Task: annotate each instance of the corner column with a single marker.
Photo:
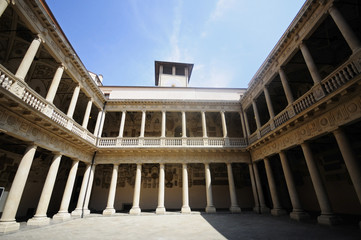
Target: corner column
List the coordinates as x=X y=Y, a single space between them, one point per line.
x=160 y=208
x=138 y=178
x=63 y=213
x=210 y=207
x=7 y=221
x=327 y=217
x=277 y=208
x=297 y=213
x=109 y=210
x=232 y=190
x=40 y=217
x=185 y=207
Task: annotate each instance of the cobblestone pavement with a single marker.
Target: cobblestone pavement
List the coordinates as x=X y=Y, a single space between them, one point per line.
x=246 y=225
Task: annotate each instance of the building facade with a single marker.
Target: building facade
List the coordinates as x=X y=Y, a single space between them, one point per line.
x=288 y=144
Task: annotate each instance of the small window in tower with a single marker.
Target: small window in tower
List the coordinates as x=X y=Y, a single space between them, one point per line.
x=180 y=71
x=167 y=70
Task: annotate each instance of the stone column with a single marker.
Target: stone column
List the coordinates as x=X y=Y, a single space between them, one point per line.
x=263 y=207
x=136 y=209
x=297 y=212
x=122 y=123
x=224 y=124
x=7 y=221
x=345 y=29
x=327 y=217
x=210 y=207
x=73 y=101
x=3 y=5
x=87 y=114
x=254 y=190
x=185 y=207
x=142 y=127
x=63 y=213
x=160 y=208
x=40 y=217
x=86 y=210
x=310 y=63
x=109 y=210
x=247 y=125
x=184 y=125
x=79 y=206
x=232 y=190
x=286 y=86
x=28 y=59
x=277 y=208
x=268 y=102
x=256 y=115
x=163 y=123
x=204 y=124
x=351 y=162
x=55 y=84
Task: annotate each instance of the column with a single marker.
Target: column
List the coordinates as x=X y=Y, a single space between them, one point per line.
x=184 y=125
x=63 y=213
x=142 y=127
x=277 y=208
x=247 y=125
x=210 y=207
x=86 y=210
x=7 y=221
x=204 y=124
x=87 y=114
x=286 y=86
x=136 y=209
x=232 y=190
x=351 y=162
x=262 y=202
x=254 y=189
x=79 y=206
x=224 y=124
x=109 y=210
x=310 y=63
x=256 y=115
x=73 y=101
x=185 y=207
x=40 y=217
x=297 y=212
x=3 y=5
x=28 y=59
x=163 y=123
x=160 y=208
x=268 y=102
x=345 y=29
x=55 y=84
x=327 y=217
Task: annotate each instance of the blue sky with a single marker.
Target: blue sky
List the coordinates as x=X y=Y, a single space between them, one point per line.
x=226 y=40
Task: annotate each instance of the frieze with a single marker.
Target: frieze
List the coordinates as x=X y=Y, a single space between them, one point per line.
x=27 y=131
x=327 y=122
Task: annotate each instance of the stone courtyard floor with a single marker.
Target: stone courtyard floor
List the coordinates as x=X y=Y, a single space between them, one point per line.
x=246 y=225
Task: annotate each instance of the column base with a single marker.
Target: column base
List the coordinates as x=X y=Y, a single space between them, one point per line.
==
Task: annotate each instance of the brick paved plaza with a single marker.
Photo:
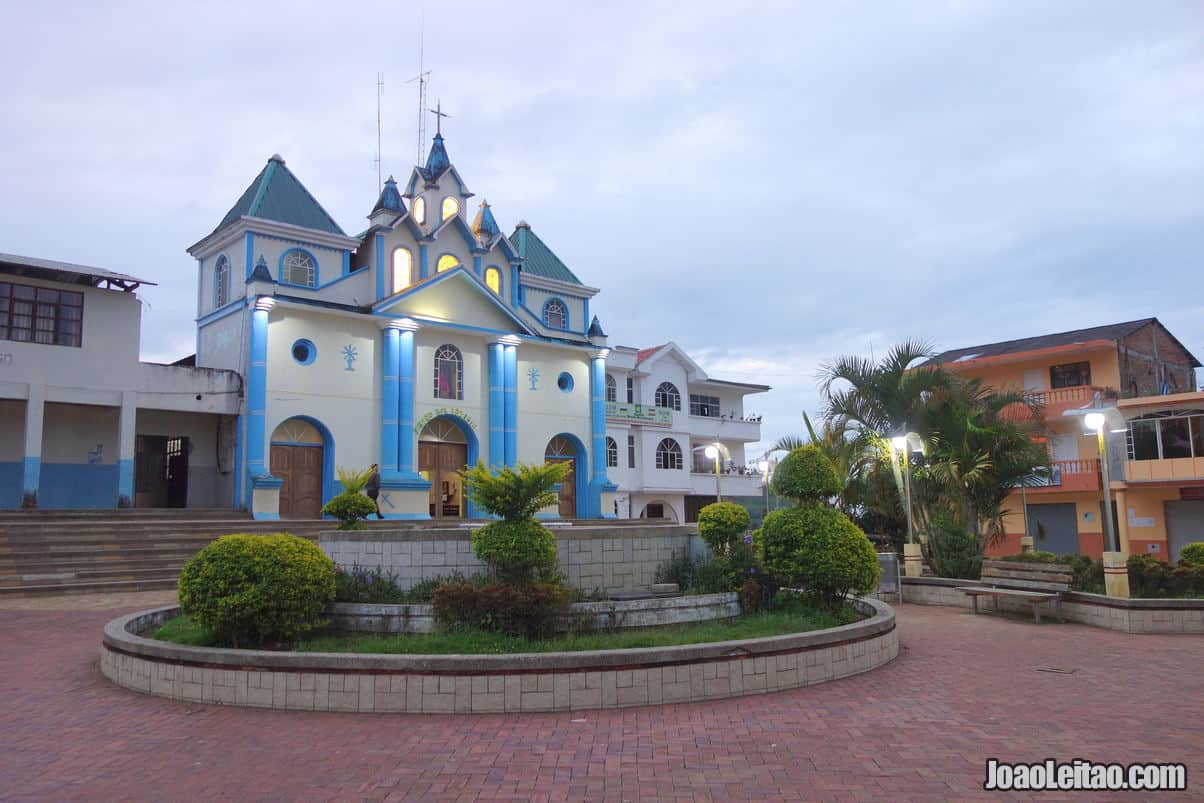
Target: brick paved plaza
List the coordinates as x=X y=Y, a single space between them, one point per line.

* _Stated exercise_:
Pull out every line of the records above that contains the word "window", and copy each one in full.

* _Solution for this task_:
Task: annotate each instance of the small window in tower with a single marker.
Target: small window in tower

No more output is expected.